> _WORK ORDER_
Only the lines from the one containing "Exercise. Put one point on every instance of the white brick" to the end of the records should be given again, word for word and in full.

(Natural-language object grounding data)
▼

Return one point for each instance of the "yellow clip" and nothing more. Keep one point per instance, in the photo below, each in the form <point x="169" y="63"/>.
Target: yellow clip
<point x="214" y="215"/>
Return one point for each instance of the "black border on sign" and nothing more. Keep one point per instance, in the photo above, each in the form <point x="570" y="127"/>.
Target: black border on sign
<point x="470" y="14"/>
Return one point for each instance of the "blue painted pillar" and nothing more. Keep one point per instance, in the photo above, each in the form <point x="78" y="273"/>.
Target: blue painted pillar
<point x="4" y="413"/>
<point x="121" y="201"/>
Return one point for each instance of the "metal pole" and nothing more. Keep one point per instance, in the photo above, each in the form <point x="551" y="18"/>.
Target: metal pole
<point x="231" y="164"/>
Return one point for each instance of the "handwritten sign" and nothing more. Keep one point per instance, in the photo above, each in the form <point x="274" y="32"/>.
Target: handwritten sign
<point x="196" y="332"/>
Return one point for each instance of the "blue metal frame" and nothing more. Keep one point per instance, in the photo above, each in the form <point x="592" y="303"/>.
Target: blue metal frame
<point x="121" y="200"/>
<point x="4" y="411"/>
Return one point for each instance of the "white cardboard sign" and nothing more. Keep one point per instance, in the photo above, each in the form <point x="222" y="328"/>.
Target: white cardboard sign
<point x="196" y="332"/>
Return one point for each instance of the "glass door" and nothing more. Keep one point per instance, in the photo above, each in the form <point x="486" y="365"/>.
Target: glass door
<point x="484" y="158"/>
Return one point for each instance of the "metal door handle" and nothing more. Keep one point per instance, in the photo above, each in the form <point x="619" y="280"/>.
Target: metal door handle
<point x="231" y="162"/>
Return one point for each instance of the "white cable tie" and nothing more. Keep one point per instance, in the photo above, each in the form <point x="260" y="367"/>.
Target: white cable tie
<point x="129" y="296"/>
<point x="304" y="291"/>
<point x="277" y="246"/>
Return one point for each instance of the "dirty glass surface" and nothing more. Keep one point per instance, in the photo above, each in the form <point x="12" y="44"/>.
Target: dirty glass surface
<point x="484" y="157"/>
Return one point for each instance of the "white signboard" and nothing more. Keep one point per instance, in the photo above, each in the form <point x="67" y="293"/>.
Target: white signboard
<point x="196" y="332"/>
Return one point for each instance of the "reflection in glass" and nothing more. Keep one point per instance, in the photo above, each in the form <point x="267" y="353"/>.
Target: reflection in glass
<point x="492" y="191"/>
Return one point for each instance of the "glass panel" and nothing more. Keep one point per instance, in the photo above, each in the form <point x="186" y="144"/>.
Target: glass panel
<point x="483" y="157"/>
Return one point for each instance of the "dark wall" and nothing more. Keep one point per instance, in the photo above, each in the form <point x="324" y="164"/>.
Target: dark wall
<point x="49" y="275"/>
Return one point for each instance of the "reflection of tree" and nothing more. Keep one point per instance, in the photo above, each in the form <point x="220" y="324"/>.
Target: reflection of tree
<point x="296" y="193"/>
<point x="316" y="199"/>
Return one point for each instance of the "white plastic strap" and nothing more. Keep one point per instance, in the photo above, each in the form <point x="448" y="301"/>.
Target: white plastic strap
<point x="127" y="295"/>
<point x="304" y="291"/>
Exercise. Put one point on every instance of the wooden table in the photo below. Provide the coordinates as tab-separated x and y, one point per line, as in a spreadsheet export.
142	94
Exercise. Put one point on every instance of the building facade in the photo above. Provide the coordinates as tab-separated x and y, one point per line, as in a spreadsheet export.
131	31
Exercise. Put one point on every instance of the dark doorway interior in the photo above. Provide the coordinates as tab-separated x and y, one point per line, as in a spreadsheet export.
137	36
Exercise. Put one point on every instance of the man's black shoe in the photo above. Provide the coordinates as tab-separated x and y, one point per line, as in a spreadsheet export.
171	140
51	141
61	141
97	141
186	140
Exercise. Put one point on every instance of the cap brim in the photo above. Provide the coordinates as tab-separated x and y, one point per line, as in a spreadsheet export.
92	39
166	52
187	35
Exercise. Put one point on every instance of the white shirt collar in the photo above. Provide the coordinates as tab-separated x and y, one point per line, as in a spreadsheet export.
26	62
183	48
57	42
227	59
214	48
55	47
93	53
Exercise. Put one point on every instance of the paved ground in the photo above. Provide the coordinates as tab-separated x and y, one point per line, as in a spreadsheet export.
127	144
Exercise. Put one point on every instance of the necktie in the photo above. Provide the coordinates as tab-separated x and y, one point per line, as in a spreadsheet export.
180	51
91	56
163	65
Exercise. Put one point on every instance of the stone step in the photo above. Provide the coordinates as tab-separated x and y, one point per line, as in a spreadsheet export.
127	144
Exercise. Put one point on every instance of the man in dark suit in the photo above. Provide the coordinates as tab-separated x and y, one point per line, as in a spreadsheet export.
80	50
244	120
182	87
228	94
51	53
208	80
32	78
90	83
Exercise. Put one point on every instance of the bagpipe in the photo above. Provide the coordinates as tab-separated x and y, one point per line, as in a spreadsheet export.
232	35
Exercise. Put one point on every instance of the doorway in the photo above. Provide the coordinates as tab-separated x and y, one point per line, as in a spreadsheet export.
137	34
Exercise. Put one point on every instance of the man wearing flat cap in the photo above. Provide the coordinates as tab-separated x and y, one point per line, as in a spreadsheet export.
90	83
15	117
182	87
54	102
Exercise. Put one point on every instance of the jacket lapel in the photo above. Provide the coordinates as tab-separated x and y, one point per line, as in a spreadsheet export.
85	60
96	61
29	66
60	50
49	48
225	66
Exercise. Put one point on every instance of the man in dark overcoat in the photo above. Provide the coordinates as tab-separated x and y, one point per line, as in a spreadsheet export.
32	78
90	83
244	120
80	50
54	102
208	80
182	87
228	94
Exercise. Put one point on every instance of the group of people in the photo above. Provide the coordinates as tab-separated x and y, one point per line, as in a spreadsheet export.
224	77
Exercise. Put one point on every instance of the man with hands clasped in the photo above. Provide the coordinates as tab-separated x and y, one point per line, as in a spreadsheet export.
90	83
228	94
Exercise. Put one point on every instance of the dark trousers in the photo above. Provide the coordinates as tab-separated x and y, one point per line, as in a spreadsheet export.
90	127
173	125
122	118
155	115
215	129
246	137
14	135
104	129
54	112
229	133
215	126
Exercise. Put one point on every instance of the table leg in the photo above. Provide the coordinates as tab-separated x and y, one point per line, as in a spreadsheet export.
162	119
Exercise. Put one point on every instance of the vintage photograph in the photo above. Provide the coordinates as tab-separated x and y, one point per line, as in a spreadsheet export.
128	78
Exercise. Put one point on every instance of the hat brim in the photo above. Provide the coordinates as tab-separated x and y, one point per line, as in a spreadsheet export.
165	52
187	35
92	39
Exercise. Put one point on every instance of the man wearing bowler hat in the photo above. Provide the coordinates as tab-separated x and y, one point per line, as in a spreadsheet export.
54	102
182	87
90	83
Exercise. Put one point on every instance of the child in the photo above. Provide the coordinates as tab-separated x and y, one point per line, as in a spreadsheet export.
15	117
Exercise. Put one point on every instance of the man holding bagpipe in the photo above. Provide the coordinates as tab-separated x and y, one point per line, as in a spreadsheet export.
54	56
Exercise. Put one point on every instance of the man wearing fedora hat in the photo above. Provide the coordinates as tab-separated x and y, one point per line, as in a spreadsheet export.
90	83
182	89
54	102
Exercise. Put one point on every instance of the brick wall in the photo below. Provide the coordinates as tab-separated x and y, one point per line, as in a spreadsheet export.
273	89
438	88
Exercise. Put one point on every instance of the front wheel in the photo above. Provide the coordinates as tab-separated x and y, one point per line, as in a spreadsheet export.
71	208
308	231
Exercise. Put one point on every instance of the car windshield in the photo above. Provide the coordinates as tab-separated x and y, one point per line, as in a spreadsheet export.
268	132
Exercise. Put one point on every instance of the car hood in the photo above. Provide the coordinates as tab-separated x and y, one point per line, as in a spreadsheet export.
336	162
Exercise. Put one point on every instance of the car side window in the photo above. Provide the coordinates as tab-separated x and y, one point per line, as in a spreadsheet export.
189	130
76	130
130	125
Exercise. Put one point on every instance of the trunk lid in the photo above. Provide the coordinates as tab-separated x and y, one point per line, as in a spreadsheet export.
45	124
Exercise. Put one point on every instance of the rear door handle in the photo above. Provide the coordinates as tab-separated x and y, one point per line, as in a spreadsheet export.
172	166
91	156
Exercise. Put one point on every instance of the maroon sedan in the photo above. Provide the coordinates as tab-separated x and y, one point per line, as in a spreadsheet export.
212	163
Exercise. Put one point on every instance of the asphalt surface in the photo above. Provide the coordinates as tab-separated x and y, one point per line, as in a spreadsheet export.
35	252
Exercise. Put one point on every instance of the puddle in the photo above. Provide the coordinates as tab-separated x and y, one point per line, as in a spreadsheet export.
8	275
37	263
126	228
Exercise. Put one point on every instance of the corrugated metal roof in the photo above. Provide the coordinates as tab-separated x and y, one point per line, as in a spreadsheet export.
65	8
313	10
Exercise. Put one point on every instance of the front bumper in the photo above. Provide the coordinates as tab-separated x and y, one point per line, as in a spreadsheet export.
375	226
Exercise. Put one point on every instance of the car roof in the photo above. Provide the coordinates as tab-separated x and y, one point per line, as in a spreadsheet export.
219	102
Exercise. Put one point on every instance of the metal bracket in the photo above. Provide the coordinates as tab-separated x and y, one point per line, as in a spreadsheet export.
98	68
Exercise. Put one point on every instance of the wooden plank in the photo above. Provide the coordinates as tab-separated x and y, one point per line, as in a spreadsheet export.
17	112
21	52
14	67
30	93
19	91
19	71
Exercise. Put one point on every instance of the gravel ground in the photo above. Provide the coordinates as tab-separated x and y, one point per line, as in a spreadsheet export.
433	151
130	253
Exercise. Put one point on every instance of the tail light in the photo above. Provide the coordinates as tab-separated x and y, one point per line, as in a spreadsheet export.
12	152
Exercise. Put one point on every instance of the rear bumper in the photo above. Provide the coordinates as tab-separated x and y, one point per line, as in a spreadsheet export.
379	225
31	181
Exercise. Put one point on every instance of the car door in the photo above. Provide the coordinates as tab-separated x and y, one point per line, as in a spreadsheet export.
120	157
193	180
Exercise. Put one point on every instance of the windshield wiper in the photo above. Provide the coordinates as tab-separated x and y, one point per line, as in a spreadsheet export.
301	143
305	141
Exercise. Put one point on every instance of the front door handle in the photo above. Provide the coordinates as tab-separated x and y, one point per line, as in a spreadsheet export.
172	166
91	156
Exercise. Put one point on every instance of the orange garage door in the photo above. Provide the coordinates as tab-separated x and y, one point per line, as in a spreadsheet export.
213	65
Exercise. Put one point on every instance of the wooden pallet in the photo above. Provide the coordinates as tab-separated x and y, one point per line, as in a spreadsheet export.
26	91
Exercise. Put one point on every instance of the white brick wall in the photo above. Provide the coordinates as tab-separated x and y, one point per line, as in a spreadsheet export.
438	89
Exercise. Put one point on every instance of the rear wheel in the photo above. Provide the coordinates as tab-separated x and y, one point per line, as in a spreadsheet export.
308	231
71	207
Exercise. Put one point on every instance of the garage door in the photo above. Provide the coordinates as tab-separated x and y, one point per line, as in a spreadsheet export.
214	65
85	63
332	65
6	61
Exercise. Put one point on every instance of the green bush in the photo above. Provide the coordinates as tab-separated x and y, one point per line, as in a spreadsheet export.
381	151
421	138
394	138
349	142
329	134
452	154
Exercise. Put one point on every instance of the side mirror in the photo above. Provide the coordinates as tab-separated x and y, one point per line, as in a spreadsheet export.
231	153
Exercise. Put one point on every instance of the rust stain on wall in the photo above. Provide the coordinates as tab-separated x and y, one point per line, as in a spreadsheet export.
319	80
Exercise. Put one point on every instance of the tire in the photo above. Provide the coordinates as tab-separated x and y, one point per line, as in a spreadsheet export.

▲

> _OUTPUT_
Exercise. Put one point on every instance of the white brick wall in the photo above. Provide the coordinates as tab-separated x and y, one point per line, as in a spreadsheet export.
438	89
Exercise. Put one point on every instance of the rear wheel in the photo above. Provide the coordinates as tab-separated x and y, one point per line, as in a spreadsheet export.
308	231
71	207
Exercise. Put one point on every instance of the garage door in the photo above. Provide the coordinates as tab-separated x and y, one point per line, as in a spreadsheet export.
214	65
85	63
332	65
6	61
Exercise. Put one point on every instance of the green bush in the photo above. Provide the coordinates as tab-separated x and y, one point per line, as in a spreadsheet export.
381	151
421	138
394	138
349	142
329	134
452	154
Exercise. Put one point on every instance of the side mirror in the photo above. Provide the coordinates as tab-separated x and y, one point per line, as in a spreadsheet export.
231	153
Exercise. Put one point on every instance of the rust stain on wall in the photo above. Provide the coordinates as tab-separated x and y, one point per line, as in a spreadsheet export.
319	80
Exercise. Put one point on every instance of the tire in the photo above. Provide the coordinates as tab-separated x and y, one point per line, as in a spreadsheet export.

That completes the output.